**WRITTEN REQUEST:**
Return every line of the items below that contains the word "green". Matching is case-sensitive.

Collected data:
..............................

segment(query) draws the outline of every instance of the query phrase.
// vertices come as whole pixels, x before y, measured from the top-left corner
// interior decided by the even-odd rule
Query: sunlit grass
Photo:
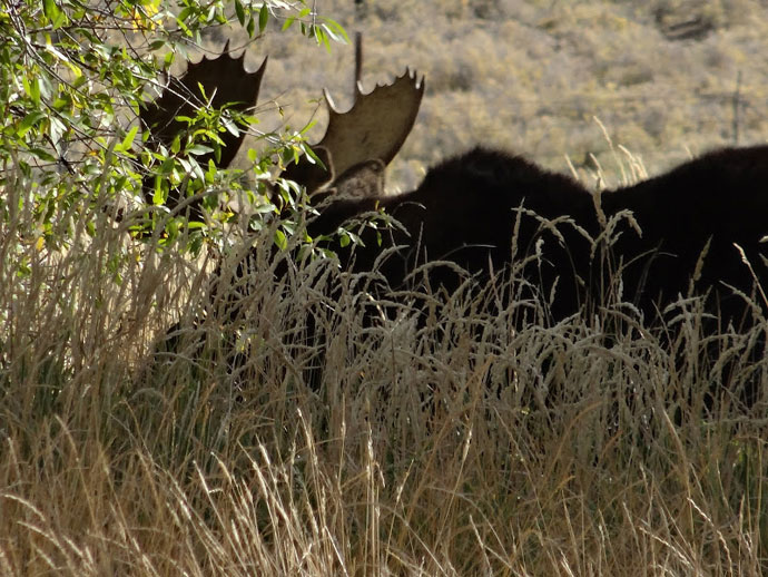
[[[740,338],[702,353],[695,310],[671,342],[621,303],[489,313],[513,281],[370,322],[364,277],[264,253],[233,310],[174,255],[116,284],[119,227],[53,258],[32,224],[2,231],[3,574],[765,569],[765,391],[707,413]]]

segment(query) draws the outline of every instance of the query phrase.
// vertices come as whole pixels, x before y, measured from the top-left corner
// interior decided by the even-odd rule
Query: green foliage
[[[254,38],[270,19],[298,20],[302,31],[324,46],[346,38],[338,25],[303,4],[9,4],[0,14],[0,187],[19,194],[0,199],[3,222],[18,212],[32,213],[36,227],[27,235],[40,251],[71,246],[80,228],[93,237],[105,213],[127,223],[137,241],[154,238],[154,248],[168,250],[184,238],[178,248],[196,253],[220,236],[221,226],[234,218],[224,203],[243,192],[243,175],[200,165],[197,158],[211,150],[219,158],[221,133],[246,130],[256,119],[227,107],[201,107],[194,117],[180,118],[187,128],[167,149],[149,150],[142,145],[147,135],[139,137],[137,115],[175,56],[186,56],[210,27],[239,25]],[[279,135],[269,136],[280,141]],[[266,154],[280,154],[280,148]],[[253,166],[259,190],[246,196],[263,202],[270,163],[254,157]],[[144,186],[150,187],[150,206]],[[175,190],[201,197],[207,217],[190,223],[183,211],[169,212],[165,204]]]

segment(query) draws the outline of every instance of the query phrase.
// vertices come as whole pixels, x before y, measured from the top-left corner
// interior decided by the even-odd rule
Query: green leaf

..............................

**TASK ANSWER:**
Query: green foliage
Query: green leaf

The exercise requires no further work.